__TEXT PROVIDED__:

□ □ □ □

When thinking about a company as the sum of all individual team members, you first have you remember that these are individuals. That means various styles of working, personalities, and thoughts. While sometimes you might just get lucky with team members and everybody will mesh, this usually isn’t the case and oftentimes people will clash. This is an all-too-frequent occurrence when trying to push a product to launch in software development, for example, when a frontend and backend developer must work together and it all just goes horribly wrong. But there are some ways to get around this.

Pair Personalities

The first thing you should do is think about who is working with whom, and how to effectively pair employees in accordance with their personalities. We all have our own quirks, skillsets, and working styles, and you should focus on pairing people with colleges that will complement each other. First, consider personalities. Some team members may be more relaxed and laid-back, whereas others may be more highly strung. This doesn’t mean one does more work than the other, but pairing these two (depending on other factors) could motivate the former and chill out the latter. Similarly, having two very highly charged people working together could very easily lead to them butting heads, which would slow down the project as a whole. Personality pairing is one of the simplest yet most crucial team management techniques!

The second aspect you should consider is complementary values. It is very common for a company to have its core principles written out these days, but actually take this to heart when hiring. Ensuring every member of your team shares core ideals such as honesty and trust will make for stronger, longer-lasting relationships and ultimately greater synergy.

□ □ □ □

__GIVEN INFORMATION__:
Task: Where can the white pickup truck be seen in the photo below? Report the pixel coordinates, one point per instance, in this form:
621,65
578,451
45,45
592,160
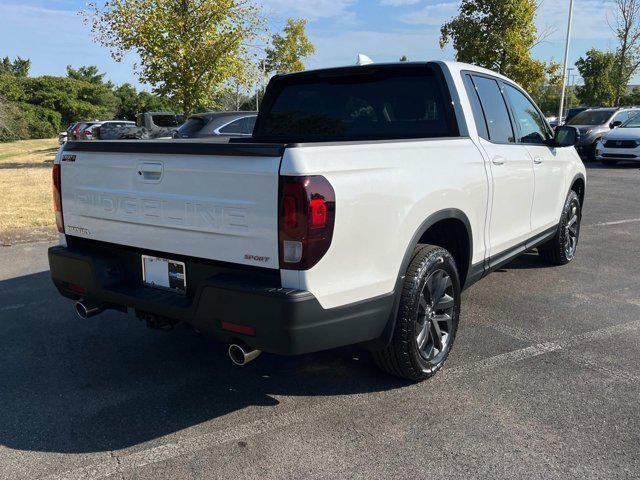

□ □ □ □

__SET TASKS__:
• a. Rewrite the paragraph beginning "The second aspect you should consider" from the text on team management as a brief bulleted list, keeping its main facts.
• b. Copy verbatim from the text on team management the stretch from "The second aspect" through "ultimately greater synergy.".

__ANSWERS FOR THIS EXERCISE__:
• a.
- Complementary values should also be considered.
- Companies commonly write out their core principles, and these should be taken to heart when hiring.
- When every team member shares core ideals such as honesty and trust, relationships become stronger and longer-lasting, and synergy increases.

• b.
The second aspect you should consider is complementary values. It is very common for a company to have its core principles written out these days, but actually take this to heart when hiring. Ensuring every member of your team shares core ideals such as honesty and trust will make for stronger, longer-lasting relationships and ultimately greater synergy.